**Excerpted passage:**
..........

[Bioperl-l] Blast parsing exception

Marc Logghe MarcL@DEVGEN.com
Fri, 19 Oct 2001 08:54:48 +0200


Hi all,
When parsing a multiple blast output file I get these error message as soon
as it reaches the 'No hits' - blast report:
-------------------- WARNING ---------------------
MSG: Can't determine query sequence name from BLAST report.
---------------------------------------------------
-------------------- EXCEPTION --------------------
MSG: Unexpected error during read: -------------------- EXCEPTION
--------------------
MSG: Can't determine sequence length from BLAST report.

..........

**Dataset content:**
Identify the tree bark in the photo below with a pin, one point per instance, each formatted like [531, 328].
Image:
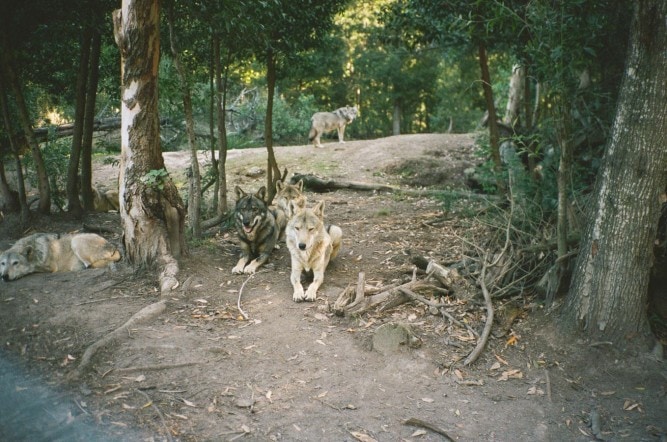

..........

**What you have to do:**
Please write out the stretch of the Bioperl BLAST parsing post from "Marc Logghe MarcL@DEVGEN.com" through "length from BLAST report." again, swapping "Unexpected" for "Unhandled".

**Complete output:**
Marc Logghe MarcL@DEVGEN.com
Fri, 19 Oct 2001 08:54:48 +0200


Hi all,
When parsing a multiple blast output file I get these error message as soon
as it reaches the 'No hits' - blast report:
-------------------- WARNING ---------------------
MSG: Can't determine query sequence name from BLAST report.
---------------------------------------------------
-------------------- EXCEPTION --------------------
MSG: Unhandled error during read: -------------------- EXCEPTION
--------------------
MSG: Can't determine sequence length from BLAST report.